Work instruction →
Go over the listing that follows and work out how many lines have the string "exact"; reply with the number by itself.
<<<<
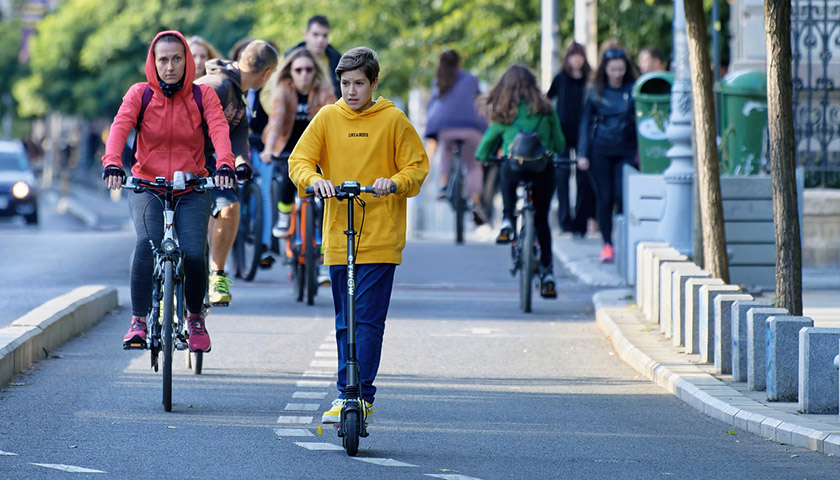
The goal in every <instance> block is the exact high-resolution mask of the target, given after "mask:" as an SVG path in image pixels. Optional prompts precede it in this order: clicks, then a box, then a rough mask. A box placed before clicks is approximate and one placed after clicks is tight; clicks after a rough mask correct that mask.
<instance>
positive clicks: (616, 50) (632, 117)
mask: <svg viewBox="0 0 840 480" xmlns="http://www.w3.org/2000/svg"><path fill="white" fill-rule="evenodd" d="M594 80H595V81H594V86H593V88H591V89H590V90H589V92H588V93H587V96H586V101H585V102H584V105H583V114H582V117H581V122H580V138H579V143H578V147H579V150H580V154H579V155H578V160H577V164H578V168H579V169H581V170H587V169H588V170H589V171H590V174H591V175H592V179H593V180H594V182H595V192H596V195H597V199H598V202H597V203H598V226H599V228H600V230H601V236H602V238H603V240H604V247H603V249H602V250H601V261H602V262H612V261H613V260H614V259H615V253H614V252H613V247H612V215H613V208H614V207H615V208H616V209H617V210H618V212H619V213H621V207H622V205H621V183H622V170H623V168H624V165H625V164H626V165H633V163H634V160H635V158H636V148H637V145H636V122H635V118H634V112H635V107H634V105H633V97H632V95H631V90H632V88H633V82H635V80H636V71H635V69H634V67H633V64H632V63H630V60H629V59H628V58H627V53H626V52H625V51H624V50H622V49H620V48H616V47H611V48H608V49H607V50H605V51H604V53H603V55H602V56H601V62H600V64H599V65H598V70H597V72H595V79H594Z"/></svg>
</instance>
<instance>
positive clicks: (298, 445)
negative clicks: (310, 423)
mask: <svg viewBox="0 0 840 480" xmlns="http://www.w3.org/2000/svg"><path fill="white" fill-rule="evenodd" d="M295 445H297V446H299V447H303V448H305V449H307V450H344V448H342V446H341V445H336V444H334V443H327V442H295Z"/></svg>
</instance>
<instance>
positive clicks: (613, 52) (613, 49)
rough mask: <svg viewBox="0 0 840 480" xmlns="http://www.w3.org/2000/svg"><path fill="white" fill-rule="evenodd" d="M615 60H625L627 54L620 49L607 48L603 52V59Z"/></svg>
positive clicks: (626, 57)
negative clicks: (603, 52) (606, 50)
mask: <svg viewBox="0 0 840 480" xmlns="http://www.w3.org/2000/svg"><path fill="white" fill-rule="evenodd" d="M616 58H627V54H626V53H625V52H624V50H622V49H620V48H609V49H607V51H606V52H604V59H606V60H613V59H616Z"/></svg>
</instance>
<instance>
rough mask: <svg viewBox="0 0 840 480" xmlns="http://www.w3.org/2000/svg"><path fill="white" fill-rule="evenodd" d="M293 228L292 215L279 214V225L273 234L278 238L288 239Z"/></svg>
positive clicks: (275, 225) (272, 231)
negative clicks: (286, 237) (292, 226)
mask: <svg viewBox="0 0 840 480" xmlns="http://www.w3.org/2000/svg"><path fill="white" fill-rule="evenodd" d="M291 226H292V214H291V213H283V212H278V215H277V223H275V224H274V227H273V228H272V229H271V234H272V235H274V236H275V237H276V238H286V237H288V236H289V228H290V227H291Z"/></svg>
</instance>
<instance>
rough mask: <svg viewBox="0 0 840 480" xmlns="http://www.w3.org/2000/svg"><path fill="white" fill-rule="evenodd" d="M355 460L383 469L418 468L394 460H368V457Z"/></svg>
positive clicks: (388, 458) (392, 458)
mask: <svg viewBox="0 0 840 480" xmlns="http://www.w3.org/2000/svg"><path fill="white" fill-rule="evenodd" d="M353 460H358V461H360V462H366V463H372V464H374V465H379V466H382V467H417V465H412V464H410V463H403V462H398V461H396V460H394V459H393V458H366V457H353Z"/></svg>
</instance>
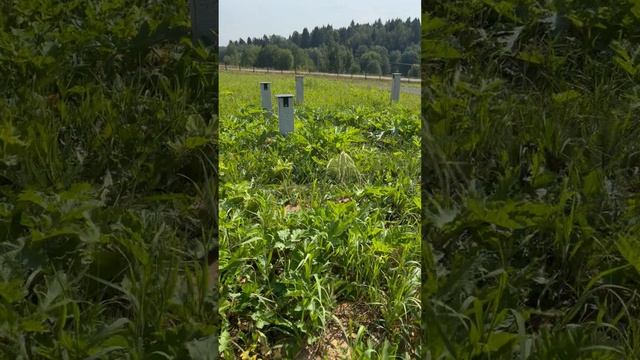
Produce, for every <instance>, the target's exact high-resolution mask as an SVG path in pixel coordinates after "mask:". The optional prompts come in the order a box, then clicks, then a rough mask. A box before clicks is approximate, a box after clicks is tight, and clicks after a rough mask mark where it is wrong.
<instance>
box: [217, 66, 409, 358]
mask: <svg viewBox="0 0 640 360" xmlns="http://www.w3.org/2000/svg"><path fill="white" fill-rule="evenodd" d="M260 81H271V82H272V94H273V95H274V96H275V95H276V94H279V93H295V89H294V77H293V76H292V75H288V76H285V75H274V74H259V75H258V74H255V75H254V74H240V73H226V72H221V73H220V120H221V123H220V124H221V125H220V126H221V132H220V150H219V151H220V184H221V185H220V214H221V216H220V236H221V238H220V268H221V288H220V313H221V314H222V317H223V325H222V326H223V332H222V335H221V344H220V346H221V351H223V353H224V355H225V358H236V357H238V356H241V355H242V354H244V356H260V357H261V358H263V357H266V358H293V357H294V356H295V355H296V354H298V353H299V352H300V351H306V352H307V353H310V352H313V351H312V350H313V349H318V350H317V353H318V354H324V355H325V356H331V354H334V356H337V355H335V353H334V352H328V351H333V350H331V349H330V346H329V345H328V344H326V342H330V340H332V339H336V340H338V341H339V342H340V343H343V344H344V345H345V348H348V349H349V350H348V351H349V353H350V354H351V357H352V358H354V359H363V358H385V356H387V357H388V356H399V357H402V358H412V357H415V356H417V353H418V350H419V347H418V346H416V340H417V339H418V329H419V314H420V301H419V287H420V266H419V261H420V259H419V249H420V242H419V240H418V239H419V227H418V224H419V222H420V219H419V217H420V212H419V209H420V197H419V186H420V185H419V169H420V156H419V137H418V136H419V127H420V120H419V110H420V105H419V104H420V97H419V96H418V95H408V94H402V95H401V101H400V103H399V104H394V105H391V104H390V101H389V91H388V90H382V89H379V88H377V87H372V86H363V85H362V84H364V83H362V82H359V83H358V84H353V83H351V82H349V81H344V80H342V81H337V80H333V79H323V78H311V77H309V78H305V89H304V90H305V103H304V105H301V106H296V108H295V111H296V113H295V130H294V132H293V133H291V134H290V135H289V136H287V137H284V136H282V135H280V134H279V132H278V123H277V116H275V117H271V118H270V117H268V115H266V114H264V113H263V111H262V110H261V109H260V107H259V106H260V91H259V85H258V83H259V82H260ZM274 111H275V112H276V113H277V104H274ZM345 308H346V309H355V308H358V309H366V310H362V311H365V312H369V314H370V316H365V318H369V319H368V320H363V319H361V318H362V314H360V313H359V311H358V312H356V311H354V310H351V312H349V311H347V314H346V315H345V313H344V312H343V311H341V310H340V309H345ZM338 324H340V325H338ZM340 326H342V328H340ZM303 349H304V350H303Z"/></svg>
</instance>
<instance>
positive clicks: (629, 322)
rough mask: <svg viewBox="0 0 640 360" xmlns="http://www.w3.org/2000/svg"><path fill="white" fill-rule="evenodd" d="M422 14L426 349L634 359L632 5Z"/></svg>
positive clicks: (537, 355)
mask: <svg viewBox="0 0 640 360" xmlns="http://www.w3.org/2000/svg"><path fill="white" fill-rule="evenodd" d="M423 11H425V13H424V14H423V22H422V24H423V44H422V49H423V62H424V63H423V64H424V65H426V66H425V68H424V77H423V84H425V86H426V87H425V97H424V99H423V103H422V105H423V114H424V117H425V127H424V130H425V131H424V133H423V156H424V159H425V161H424V163H423V176H424V188H423V190H424V192H423V196H424V197H423V209H424V216H425V223H424V224H423V226H424V228H423V231H424V234H425V242H424V245H423V266H424V268H423V278H424V283H423V288H422V304H423V308H422V309H423V318H422V319H423V320H422V324H423V346H424V349H425V351H426V353H425V354H424V356H425V358H433V359H436V358H437V359H516V358H517V359H637V358H640V320H639V319H640V297H639V296H638V295H639V294H638V289H640V273H639V272H640V240H639V238H638V230H640V228H639V224H638V215H639V214H640V213H639V212H638V210H639V209H640V208H639V204H640V203H639V200H640V197H639V195H640V193H639V191H640V177H639V171H640V157H639V156H638V154H640V152H639V150H640V143H639V142H638V137H639V136H640V126H639V125H640V124H639V122H640V116H639V114H640V112H638V107H639V106H640V87H639V86H638V80H639V78H638V75H639V74H640V58H639V55H640V41H639V40H640V33H639V32H638V29H639V28H640V27H639V26H638V25H640V4H638V2H637V1H615V2H614V1H571V0H566V1H534V0H525V1H515V0H513V1H511V0H509V1H476V0H464V1H462V0H460V1H428V2H423Z"/></svg>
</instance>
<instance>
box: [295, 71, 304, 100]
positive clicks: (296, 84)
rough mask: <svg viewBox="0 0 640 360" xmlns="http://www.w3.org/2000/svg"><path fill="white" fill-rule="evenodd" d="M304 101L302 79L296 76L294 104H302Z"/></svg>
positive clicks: (303, 80) (301, 77)
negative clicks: (295, 89)
mask: <svg viewBox="0 0 640 360" xmlns="http://www.w3.org/2000/svg"><path fill="white" fill-rule="evenodd" d="M303 101H304V77H303V76H302V75H296V103H298V104H302V102H303Z"/></svg>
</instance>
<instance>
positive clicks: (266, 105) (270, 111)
mask: <svg viewBox="0 0 640 360" xmlns="http://www.w3.org/2000/svg"><path fill="white" fill-rule="evenodd" d="M260 94H261V95H262V108H263V109H264V110H266V111H268V112H269V114H271V111H272V109H271V83H270V82H261V83H260Z"/></svg>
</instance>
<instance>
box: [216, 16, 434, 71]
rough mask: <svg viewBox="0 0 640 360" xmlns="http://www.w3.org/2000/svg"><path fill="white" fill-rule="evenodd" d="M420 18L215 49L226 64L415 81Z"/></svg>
mask: <svg viewBox="0 0 640 360" xmlns="http://www.w3.org/2000/svg"><path fill="white" fill-rule="evenodd" d="M420 31H421V27H420V20H419V19H417V18H415V19H413V20H412V19H410V18H408V19H407V20H405V21H403V20H401V19H395V20H389V21H387V22H385V23H384V24H383V23H382V20H380V19H378V20H377V21H376V22H374V23H373V24H355V23H354V22H353V21H351V24H350V25H349V27H346V28H345V27H342V28H339V29H334V28H333V27H331V25H327V26H323V27H317V26H316V27H315V28H313V30H311V31H309V30H308V29H307V28H304V29H303V30H302V32H301V33H300V32H298V31H294V32H293V33H292V34H291V35H290V36H289V37H288V38H285V37H283V36H278V35H271V36H270V37H268V36H266V35H265V36H263V37H262V38H247V39H246V40H244V39H240V40H237V41H229V44H228V45H227V46H226V47H221V48H220V59H222V63H224V64H228V65H236V66H237V65H240V66H243V67H252V66H255V67H260V68H274V69H278V70H293V69H297V70H305V71H306V70H310V71H320V72H331V73H351V74H363V73H366V74H374V75H379V74H389V73H391V72H401V73H402V74H403V75H405V76H411V77H420V65H419V64H420Z"/></svg>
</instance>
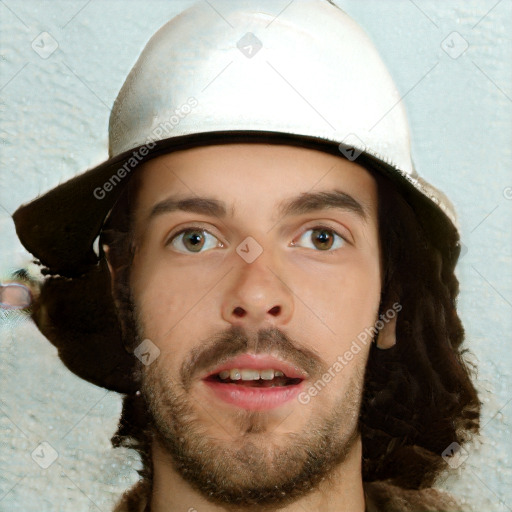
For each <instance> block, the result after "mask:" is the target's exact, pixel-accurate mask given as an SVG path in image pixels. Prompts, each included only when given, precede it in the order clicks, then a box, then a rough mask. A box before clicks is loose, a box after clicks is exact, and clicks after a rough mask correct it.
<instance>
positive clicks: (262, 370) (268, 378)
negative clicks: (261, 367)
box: [260, 370, 274, 380]
mask: <svg viewBox="0 0 512 512" xmlns="http://www.w3.org/2000/svg"><path fill="white" fill-rule="evenodd" d="M260 378H262V379H263V380H272V379H273V378H274V370H260Z"/></svg>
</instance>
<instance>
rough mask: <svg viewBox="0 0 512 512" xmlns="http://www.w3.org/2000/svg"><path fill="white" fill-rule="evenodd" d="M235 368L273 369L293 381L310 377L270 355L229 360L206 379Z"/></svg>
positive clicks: (222, 364)
mask: <svg viewBox="0 0 512 512" xmlns="http://www.w3.org/2000/svg"><path fill="white" fill-rule="evenodd" d="M233 368H238V369H244V368H250V369H253V370H265V369H268V368H272V369H274V370H280V371H282V372H283V373H284V374H285V375H286V377H289V378H291V379H306V378H307V376H308V374H307V373H306V372H305V371H304V370H302V369H301V368H299V367H297V366H295V365H293V364H291V363H288V362H286V361H283V360H282V359H278V358H276V357H274V356H271V355H269V354H242V355H240V356H237V357H234V358H231V359H229V360H228V361H226V362H224V363H222V364H221V365H219V366H217V367H216V368H215V369H213V370H212V371H209V372H208V373H207V374H206V375H205V377H204V378H208V377H211V376H212V375H216V374H217V373H220V372H221V371H223V370H232V369H233Z"/></svg>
>>>>
Answer for this exercise →
3